*WHAT THE EXERCISE ASKS*:
Pull out every line in the items below that has the word "jersey" in it, and copy each one unchanged.

*THE INPUT*:

══════════════════════════════

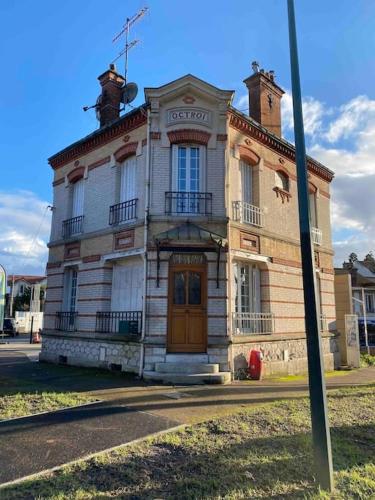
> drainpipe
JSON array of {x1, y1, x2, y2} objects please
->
[{"x1": 138, "y1": 108, "x2": 151, "y2": 377}]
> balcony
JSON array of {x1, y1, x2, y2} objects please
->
[
  {"x1": 62, "y1": 215, "x2": 83, "y2": 238},
  {"x1": 109, "y1": 198, "x2": 138, "y2": 225},
  {"x1": 95, "y1": 311, "x2": 142, "y2": 335},
  {"x1": 233, "y1": 313, "x2": 275, "y2": 335},
  {"x1": 55, "y1": 311, "x2": 78, "y2": 332},
  {"x1": 311, "y1": 227, "x2": 322, "y2": 245},
  {"x1": 233, "y1": 201, "x2": 264, "y2": 227},
  {"x1": 165, "y1": 191, "x2": 212, "y2": 215}
]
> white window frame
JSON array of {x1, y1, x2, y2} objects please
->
[
  {"x1": 120, "y1": 155, "x2": 137, "y2": 203},
  {"x1": 172, "y1": 143, "x2": 206, "y2": 193},
  {"x1": 233, "y1": 261, "x2": 262, "y2": 313}
]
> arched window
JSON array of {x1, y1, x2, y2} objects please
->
[{"x1": 275, "y1": 170, "x2": 289, "y2": 193}]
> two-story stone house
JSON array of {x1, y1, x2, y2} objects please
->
[{"x1": 41, "y1": 63, "x2": 336, "y2": 383}]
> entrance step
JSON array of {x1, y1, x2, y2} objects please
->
[
  {"x1": 165, "y1": 354, "x2": 208, "y2": 363},
  {"x1": 155, "y1": 362, "x2": 219, "y2": 374},
  {"x1": 143, "y1": 371, "x2": 231, "y2": 385}
]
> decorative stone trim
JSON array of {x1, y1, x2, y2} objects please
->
[
  {"x1": 167, "y1": 129, "x2": 211, "y2": 145},
  {"x1": 229, "y1": 109, "x2": 334, "y2": 182},
  {"x1": 82, "y1": 255, "x2": 101, "y2": 264},
  {"x1": 271, "y1": 257, "x2": 302, "y2": 269},
  {"x1": 87, "y1": 156, "x2": 111, "y2": 170},
  {"x1": 67, "y1": 165, "x2": 85, "y2": 184},
  {"x1": 273, "y1": 186, "x2": 292, "y2": 203},
  {"x1": 114, "y1": 142, "x2": 138, "y2": 163},
  {"x1": 240, "y1": 231, "x2": 260, "y2": 253},
  {"x1": 216, "y1": 134, "x2": 228, "y2": 142},
  {"x1": 48, "y1": 106, "x2": 147, "y2": 170},
  {"x1": 237, "y1": 145, "x2": 260, "y2": 167},
  {"x1": 52, "y1": 177, "x2": 64, "y2": 187},
  {"x1": 64, "y1": 241, "x2": 81, "y2": 260},
  {"x1": 113, "y1": 229, "x2": 134, "y2": 250}
]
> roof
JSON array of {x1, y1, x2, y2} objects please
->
[{"x1": 8, "y1": 274, "x2": 47, "y2": 285}]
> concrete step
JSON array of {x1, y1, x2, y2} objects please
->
[
  {"x1": 155, "y1": 362, "x2": 219, "y2": 374},
  {"x1": 143, "y1": 371, "x2": 231, "y2": 385},
  {"x1": 165, "y1": 354, "x2": 208, "y2": 363}
]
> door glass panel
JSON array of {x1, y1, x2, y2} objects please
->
[
  {"x1": 189, "y1": 272, "x2": 201, "y2": 305},
  {"x1": 173, "y1": 272, "x2": 186, "y2": 305}
]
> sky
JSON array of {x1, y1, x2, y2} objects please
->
[{"x1": 0, "y1": 0, "x2": 375, "y2": 274}]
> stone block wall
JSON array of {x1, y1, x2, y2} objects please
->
[{"x1": 39, "y1": 335, "x2": 141, "y2": 373}]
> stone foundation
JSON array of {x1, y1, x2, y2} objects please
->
[
  {"x1": 39, "y1": 335, "x2": 141, "y2": 373},
  {"x1": 232, "y1": 335, "x2": 340, "y2": 379}
]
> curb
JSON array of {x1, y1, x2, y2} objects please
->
[
  {"x1": 0, "y1": 399, "x2": 101, "y2": 426},
  {"x1": 0, "y1": 424, "x2": 189, "y2": 490}
]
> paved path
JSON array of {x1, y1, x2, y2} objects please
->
[
  {"x1": 0, "y1": 403, "x2": 179, "y2": 484},
  {"x1": 0, "y1": 349, "x2": 375, "y2": 483}
]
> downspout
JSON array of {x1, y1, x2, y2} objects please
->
[{"x1": 138, "y1": 108, "x2": 151, "y2": 377}]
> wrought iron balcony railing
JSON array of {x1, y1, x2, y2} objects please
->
[
  {"x1": 55, "y1": 311, "x2": 78, "y2": 332},
  {"x1": 165, "y1": 191, "x2": 212, "y2": 215},
  {"x1": 109, "y1": 198, "x2": 138, "y2": 225},
  {"x1": 233, "y1": 312, "x2": 275, "y2": 335},
  {"x1": 233, "y1": 201, "x2": 264, "y2": 227},
  {"x1": 62, "y1": 215, "x2": 83, "y2": 238},
  {"x1": 311, "y1": 227, "x2": 322, "y2": 245},
  {"x1": 95, "y1": 311, "x2": 142, "y2": 335}
]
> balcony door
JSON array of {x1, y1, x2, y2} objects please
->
[
  {"x1": 171, "y1": 144, "x2": 205, "y2": 214},
  {"x1": 167, "y1": 256, "x2": 207, "y2": 353}
]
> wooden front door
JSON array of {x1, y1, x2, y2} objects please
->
[{"x1": 168, "y1": 263, "x2": 207, "y2": 353}]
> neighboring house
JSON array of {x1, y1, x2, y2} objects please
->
[
  {"x1": 40, "y1": 65, "x2": 337, "y2": 382},
  {"x1": 335, "y1": 260, "x2": 375, "y2": 363},
  {"x1": 6, "y1": 274, "x2": 47, "y2": 314}
]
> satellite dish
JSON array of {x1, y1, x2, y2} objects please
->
[
  {"x1": 121, "y1": 82, "x2": 138, "y2": 105},
  {"x1": 95, "y1": 94, "x2": 103, "y2": 122}
]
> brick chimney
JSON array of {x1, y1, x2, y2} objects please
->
[
  {"x1": 244, "y1": 61, "x2": 284, "y2": 137},
  {"x1": 98, "y1": 64, "x2": 125, "y2": 127}
]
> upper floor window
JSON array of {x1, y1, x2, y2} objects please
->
[
  {"x1": 120, "y1": 156, "x2": 136, "y2": 203},
  {"x1": 275, "y1": 170, "x2": 290, "y2": 193},
  {"x1": 172, "y1": 145, "x2": 205, "y2": 193}
]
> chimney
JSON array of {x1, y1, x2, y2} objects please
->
[
  {"x1": 244, "y1": 61, "x2": 284, "y2": 137},
  {"x1": 97, "y1": 64, "x2": 125, "y2": 127}
]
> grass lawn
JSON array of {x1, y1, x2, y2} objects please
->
[
  {"x1": 0, "y1": 391, "x2": 93, "y2": 422},
  {"x1": 0, "y1": 386, "x2": 375, "y2": 500}
]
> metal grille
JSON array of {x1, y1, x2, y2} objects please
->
[
  {"x1": 233, "y1": 313, "x2": 274, "y2": 335},
  {"x1": 165, "y1": 191, "x2": 212, "y2": 215},
  {"x1": 95, "y1": 311, "x2": 142, "y2": 335},
  {"x1": 62, "y1": 215, "x2": 83, "y2": 238},
  {"x1": 233, "y1": 201, "x2": 264, "y2": 227},
  {"x1": 55, "y1": 311, "x2": 77, "y2": 332},
  {"x1": 109, "y1": 198, "x2": 138, "y2": 225}
]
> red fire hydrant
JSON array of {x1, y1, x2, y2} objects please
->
[{"x1": 249, "y1": 349, "x2": 263, "y2": 380}]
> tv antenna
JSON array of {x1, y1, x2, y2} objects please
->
[{"x1": 112, "y1": 7, "x2": 148, "y2": 85}]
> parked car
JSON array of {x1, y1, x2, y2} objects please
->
[
  {"x1": 1, "y1": 318, "x2": 18, "y2": 337},
  {"x1": 358, "y1": 318, "x2": 375, "y2": 346}
]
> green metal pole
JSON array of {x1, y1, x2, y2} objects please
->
[{"x1": 287, "y1": 0, "x2": 333, "y2": 491}]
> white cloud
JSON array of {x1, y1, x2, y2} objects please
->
[{"x1": 0, "y1": 190, "x2": 51, "y2": 274}]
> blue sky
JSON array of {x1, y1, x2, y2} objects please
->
[{"x1": 0, "y1": 0, "x2": 375, "y2": 272}]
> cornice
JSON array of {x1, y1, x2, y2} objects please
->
[
  {"x1": 229, "y1": 108, "x2": 334, "y2": 182},
  {"x1": 48, "y1": 106, "x2": 147, "y2": 170}
]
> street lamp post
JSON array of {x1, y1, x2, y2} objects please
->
[{"x1": 287, "y1": 0, "x2": 333, "y2": 491}]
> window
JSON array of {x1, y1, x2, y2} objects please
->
[
  {"x1": 120, "y1": 156, "x2": 136, "y2": 203},
  {"x1": 72, "y1": 179, "x2": 84, "y2": 218},
  {"x1": 309, "y1": 191, "x2": 318, "y2": 227},
  {"x1": 275, "y1": 170, "x2": 289, "y2": 192},
  {"x1": 172, "y1": 145, "x2": 205, "y2": 193},
  {"x1": 234, "y1": 263, "x2": 261, "y2": 313},
  {"x1": 240, "y1": 160, "x2": 253, "y2": 205},
  {"x1": 365, "y1": 292, "x2": 375, "y2": 313}
]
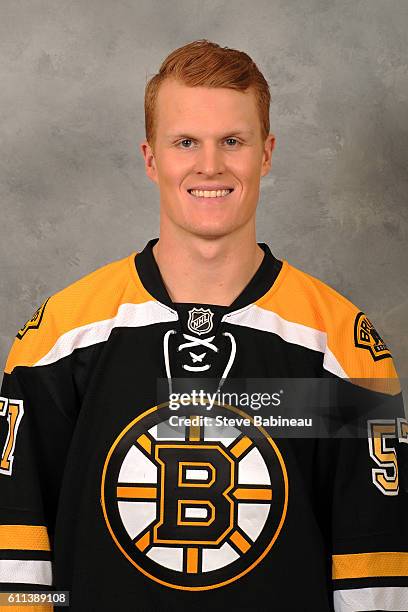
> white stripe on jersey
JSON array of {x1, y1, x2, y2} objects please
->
[
  {"x1": 0, "y1": 559, "x2": 52, "y2": 586},
  {"x1": 222, "y1": 304, "x2": 347, "y2": 378},
  {"x1": 333, "y1": 587, "x2": 408, "y2": 612},
  {"x1": 34, "y1": 300, "x2": 178, "y2": 366}
]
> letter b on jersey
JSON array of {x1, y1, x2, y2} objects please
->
[{"x1": 154, "y1": 443, "x2": 234, "y2": 544}]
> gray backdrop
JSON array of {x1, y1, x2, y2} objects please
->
[{"x1": 0, "y1": 0, "x2": 408, "y2": 377}]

══════════════════════════════

*CORRECT OUTPUT*:
> white stripe on jersey
> letter b on jersey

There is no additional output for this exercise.